▶ [Study text]

Squires: Yeah. He was a design engineer working for Ray Generaux in the design division in the engineering department. The two of them put together this concept of remote managing and a shielded crane on the end. The remotely operated connectors were the standard itself designed, which by the way if you go out and look at it now in Hanford, I think it was one of the most innovative things that DuPont Engineering did. And as I said, it’s been the basis of all of the major chemical reprocessing plants in this country and ever since.
Sanger: For nuclear materials you mean?
Squires: Yeah, for the processing of radioactive nuclear material.
Sanger: What was your position there?
Squires: I was one of the four young engineers that Greenewalt took on when he became the director of the technical division there under Roger Williams. There was Hood Worthington, Dale Babcock, myself, and a chap named Bill Kirst. K – I – R – S – T.
Sanger: And that was as a chemical engineer?
Squires: Yes, I was a Chemical Engineer. So was Worthington, and Babcock was a physical chemist. Then I think Kirst was a chemical engineer. The organization was such that Greenewalt had the responsibility as liaison of the University of Chicago and really establishing for DuPont the technical basis both for the reactors and the separation plant and the fuel fabrication. Greenewalt was the technical director. George Graves was the assistant technical director. Worthington, Babcock, myself, and Kirst were the design buddies he had. My job was to interface with the University of Chicago Metallurgical Lab Chemists. And that turned out to be principally with Glenn Seaborg’s group.
Seaborg had the primary responsibility for working out a process for separating plutonium from irradiated uranium. That, I might say, is the other fortunate thing that Glenn Seaborg and the broad-gauged guys know and of all of the academics in Chicago during that period in the Met Lab, I think he understood best what was required. We had a very smooth working relationship. His chemists were very fine people. And there was another guy by the name of Stanley Hanson [misspoke: Thompson].
Squires: Stan Thompson invented the bismuth-phosphate process, which we use.
Sanger: Seaborg has written a four-volume journal of that period.
Squires: Yes indeed. It’s a mammoth thing. You read that day-by-day and you get all of the facts and figures of the whole thing. He did a remarkable job in putting that together from his old notes.
Sanger: I guess it was written later, but it reads as if it were done at the time.
Squires: He had a remarkable grasp of the thing.
Sanger: I suppose you did quite a bit of traveling then between Wilmington and Chicago?
Squires: Yeah. That was the principal job that Greenewalt had and all of his people did a lot of traveling too. I went back and forth to Chicago frequently. The Oak Ridge plant got started in June, and then of course we had a plant down there which worked out the bismuth-phosphate process on a semi-plant scale. It was very successful.
Sanger: When did you go to Hanford then?
Squires: I went out to Hanford in June of ’44 during the last end of the construction.
Sanger: What was that like? Do you remember?
Squires: It was hot.
Sanger: Was it crawling with people or workers at the sites?
Squires: Oh yeah. I must say, the engineering department did a superb job in putting that job together and putting it up.
Sanger: Were you a resident then of Richland or Hanford for a time?
Squires: Yeah. The plant organization under Walt Simon was setup, and there was a technical support group under Stu Bugbee first and then Willard Crane. I had the technical group on the 200 Area, and Hood had it on the 100 Area.

▶ [Provided data]
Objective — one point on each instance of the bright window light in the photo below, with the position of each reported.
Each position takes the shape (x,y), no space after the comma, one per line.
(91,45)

▶ [What you need to do]
1. Repeat the stretch of the Hanford interview from "Squires: Yes indeed." through "of the thing.".
2. In the Hanford interview, who were the four young engineers Greenewalt took on when he became director of the technical division?
3. Write the next part of the Hanford interview, picking up after its final sentence.

▶ [Answers by item]
1.
Squires: Yes indeed. It’s a mammoth thing. You read that day-by-day and you get all of the facts and figures of the whole thing. He did a remarkable job in putting that together from his old notes.
Sanger: I guess it was written later, but it reads as if it were done at the time.
Squires: He had a remarkable grasp of the thing.

2. Hood Worthington, Dale Babcock, Squires, and Bill Kirst.

3.
Sanger: Is that when operations began, you mean?
Squires: Yeah. We also had, as you may know, a laboratory in the 300 Area.
Squires: And we also had a mini plant out in the operating area, which was set up on the basis that if we ran into equipment or process problems in scaling up the operation, we’d have a set of equipment that we could use for troubleshooting and development work. That fortunately was never used.
Sanger: Was that built on the end of one of the canyon buildings?
Squires: Yes it was.
Sanger: Yeah, I think Generaux talked about that.
Sanger: What did you say that your actual title was there when operations got going?
Squires: I went out there Chief Supervisor in this technical support group.
Sanger: For the 200 Area?
Squires: For the 200 Area. And then I guess before the war was over in August or perhaps September, I was promoted to the sergeant in the technical group.
Sanger: You probably knew of a man named Os[wald] Greager?
Squires: I was going to ask you about that, because Os Greager was out there the whole time. He went to Chicago, but he started with Greenewalt in our group. He was down at Oak Ridge and headed up a very fine semi-works group down there which did splendid work. Then he went back in the army and came out Commander. He stayed there, and Os has more firsthand experience and can tell you more about it than anybody else.
Sanger: Well, I did talk to him. He lives in Richland. He was very helpful. He lives along the river there.
Squires: Yeah. As I say, he has not only the background of DuPont—being a DuPont chemist himself—he was at the Met Lab during a lot of the later development.
Sanger: He made all of the stops?
Squires: He made all of the stops. He was involved when General Electric took over, and of course from many points of view the job General Electric did out there was bigger and more difficult than anything we did during the war.
Sanger: Why was that?
Squires: Well they had a very difficult assignment. They didn’t expect to keep that plant running for more than a couple years. I think they went into it because they wanted to get some experience firsthand running the reactors and so on. They wanted to get into the power business. Then the Korean War came along and the Cold War. The country needed more weapons. There was a tremendous push for expansion, and they did a marvelous job under very difficult conditions. They were starting out with fewer people than they needed. And Greager was right in the midst of that. So he has not only the DuPont experience but the General Electric experience as well. He should be your expert on the Hanford side.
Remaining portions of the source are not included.